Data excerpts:
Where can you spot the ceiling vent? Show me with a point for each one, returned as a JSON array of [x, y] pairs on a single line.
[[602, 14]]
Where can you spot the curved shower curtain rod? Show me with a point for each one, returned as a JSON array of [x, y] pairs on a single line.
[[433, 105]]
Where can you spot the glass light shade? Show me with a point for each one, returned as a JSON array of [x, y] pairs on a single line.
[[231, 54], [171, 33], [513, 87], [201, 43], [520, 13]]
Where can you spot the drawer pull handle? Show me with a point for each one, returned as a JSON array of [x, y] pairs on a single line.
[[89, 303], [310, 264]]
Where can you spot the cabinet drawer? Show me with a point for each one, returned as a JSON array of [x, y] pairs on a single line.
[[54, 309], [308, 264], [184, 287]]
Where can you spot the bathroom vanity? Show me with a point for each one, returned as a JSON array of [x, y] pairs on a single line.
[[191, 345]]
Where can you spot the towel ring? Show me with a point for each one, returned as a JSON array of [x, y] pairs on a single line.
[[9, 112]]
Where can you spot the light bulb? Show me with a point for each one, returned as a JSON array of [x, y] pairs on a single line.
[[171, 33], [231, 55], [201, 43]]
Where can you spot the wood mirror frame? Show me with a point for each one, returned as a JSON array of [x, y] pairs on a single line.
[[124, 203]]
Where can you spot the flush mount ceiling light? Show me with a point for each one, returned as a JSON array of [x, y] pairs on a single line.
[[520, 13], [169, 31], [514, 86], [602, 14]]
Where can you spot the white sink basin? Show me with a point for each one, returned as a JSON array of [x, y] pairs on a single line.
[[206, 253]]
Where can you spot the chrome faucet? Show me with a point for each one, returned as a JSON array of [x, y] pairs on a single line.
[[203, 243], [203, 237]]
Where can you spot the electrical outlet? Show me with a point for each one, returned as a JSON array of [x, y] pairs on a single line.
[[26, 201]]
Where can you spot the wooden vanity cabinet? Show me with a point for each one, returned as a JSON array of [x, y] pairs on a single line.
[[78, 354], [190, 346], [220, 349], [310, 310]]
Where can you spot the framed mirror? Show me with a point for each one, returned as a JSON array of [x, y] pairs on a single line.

• **WORK TO BE COMPLETED**
Write out all of the entries above, exactly and in full.

• **EXERCISE SOLUTION**
Where can you spot the ceiling vent? Show me with a point for each one, returned as a JSON array of [x, y] pairs on a single line.
[[602, 14]]
Where can you spot the curved shower curtain rod? Show me with a point for each one, returned as a JSON array of [x, y] pairs on a single line.
[[433, 105]]
Where can you spot the glass light shade? Show me with a point for each one, returned as a JSON array of [x, y] pairs on a single line.
[[231, 54], [171, 33], [513, 87], [201, 43], [520, 13]]
Where can you spot the drawer pull handle? Show me with a point for each one, returned as a JSON array of [x, y] pairs on a single line.
[[89, 303], [310, 264]]
Where can you spot the cabinet drawer? Show me with a point for each one, returned as a JSON array of [x, y] pairs on a single line.
[[54, 309], [308, 264], [184, 287]]
Where can you spot the bathroom vanity? Show me with a point for each one, returned as a JSON array of [x, y] pairs on a single line.
[[191, 345]]
Where can you spot the towel ring? Show me with a point for each one, returned as a JSON array of [x, y] pairs on a single line.
[[9, 112]]
Where can you spot the light bulb? Show me with a point for each one, returned as a JSON array of [x, y] pairs on a single line.
[[171, 33], [231, 55], [201, 43]]
Where can you spot the wood mirror frame? Show me with a point for each one, returned as a JSON array of [x, y] pairs on a single line.
[[124, 203]]
Where can you spot the flush mount ceiling light? Show me with a point for each one, returned as a JSON array of [x, y] pairs on a single line.
[[520, 13], [169, 31], [514, 86], [602, 14]]
Where can you spot the white sink basin? Show me with a point for each one, returned as a JSON array of [x, y] pairs on a single line.
[[206, 253]]
Where can you spot the chrome faucet? Show me with a point for each one, returned as a JSON array of [x, y] pairs on a single line.
[[203, 243], [203, 237]]
Where can you spot the electrical outlet? Show me with a point for each one, returned as a JSON array of [x, y] pairs on a single line.
[[26, 201]]
Where can you spot the wooden vanity cabinet? Show me with a point for each one, returned as a JSON array of [x, y] pairs on a single line.
[[78, 354], [190, 346], [220, 349], [310, 310]]
Where can you spot the framed mirror? Show me with a point for each one, returned as a JSON array of [x, y] pairs on a single line.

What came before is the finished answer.